● Material provided:
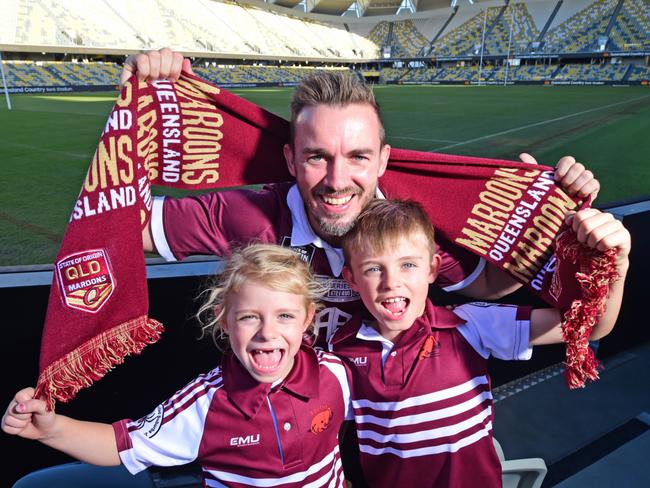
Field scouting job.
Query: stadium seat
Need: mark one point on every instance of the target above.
==
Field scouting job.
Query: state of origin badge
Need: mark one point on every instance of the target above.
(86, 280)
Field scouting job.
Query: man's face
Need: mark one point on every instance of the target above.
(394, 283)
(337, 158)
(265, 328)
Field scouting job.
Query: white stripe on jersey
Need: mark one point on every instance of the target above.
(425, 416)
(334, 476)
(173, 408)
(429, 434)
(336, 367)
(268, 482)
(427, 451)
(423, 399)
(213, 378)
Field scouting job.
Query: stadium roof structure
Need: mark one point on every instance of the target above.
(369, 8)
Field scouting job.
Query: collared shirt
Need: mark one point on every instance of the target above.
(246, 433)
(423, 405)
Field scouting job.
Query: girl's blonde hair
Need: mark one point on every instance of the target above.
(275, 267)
* * *
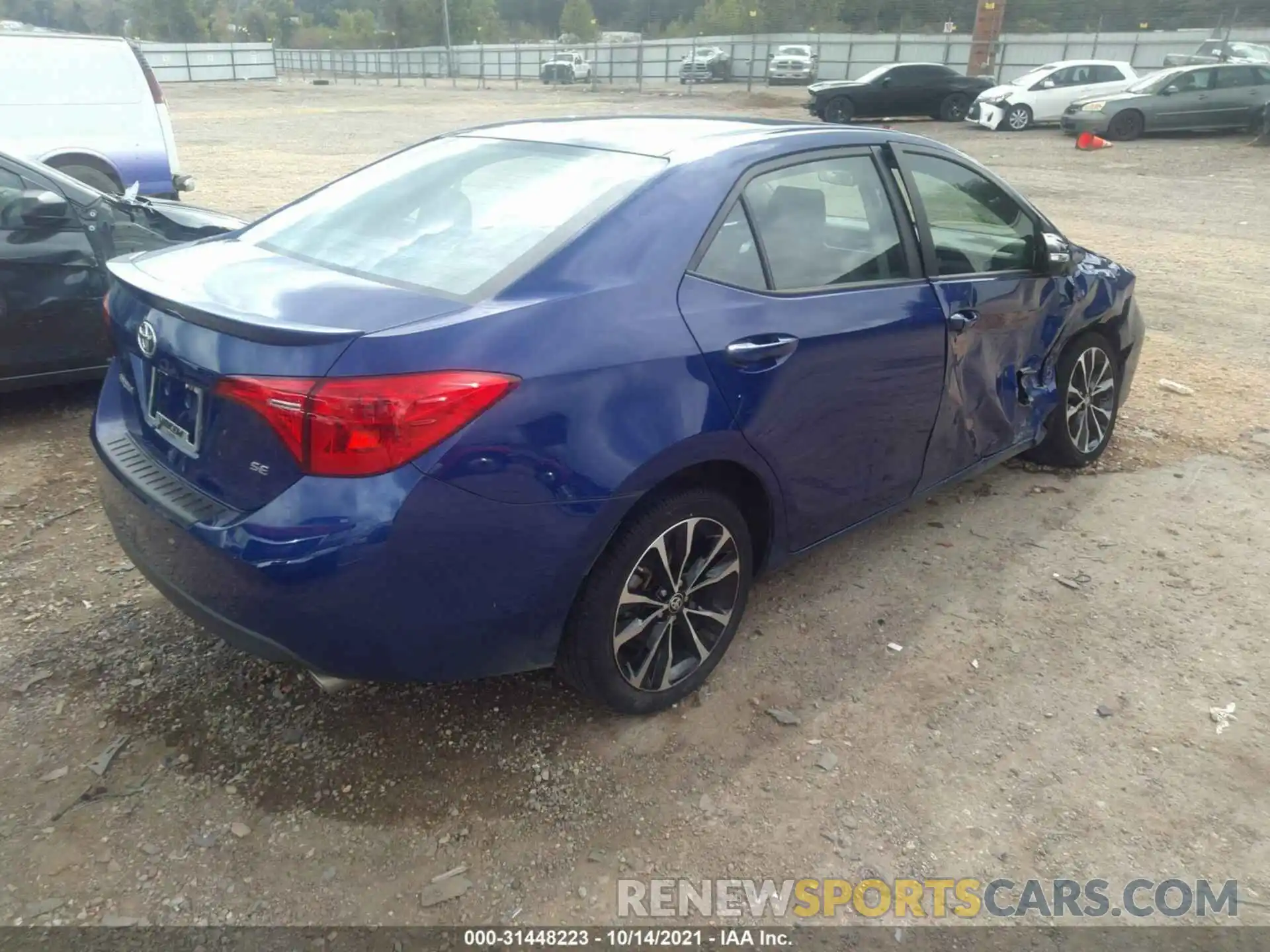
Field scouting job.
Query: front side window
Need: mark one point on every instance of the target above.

● Exercise:
Count the lines above that contain the string "Query". Reply with the number only.

● Exercise response:
8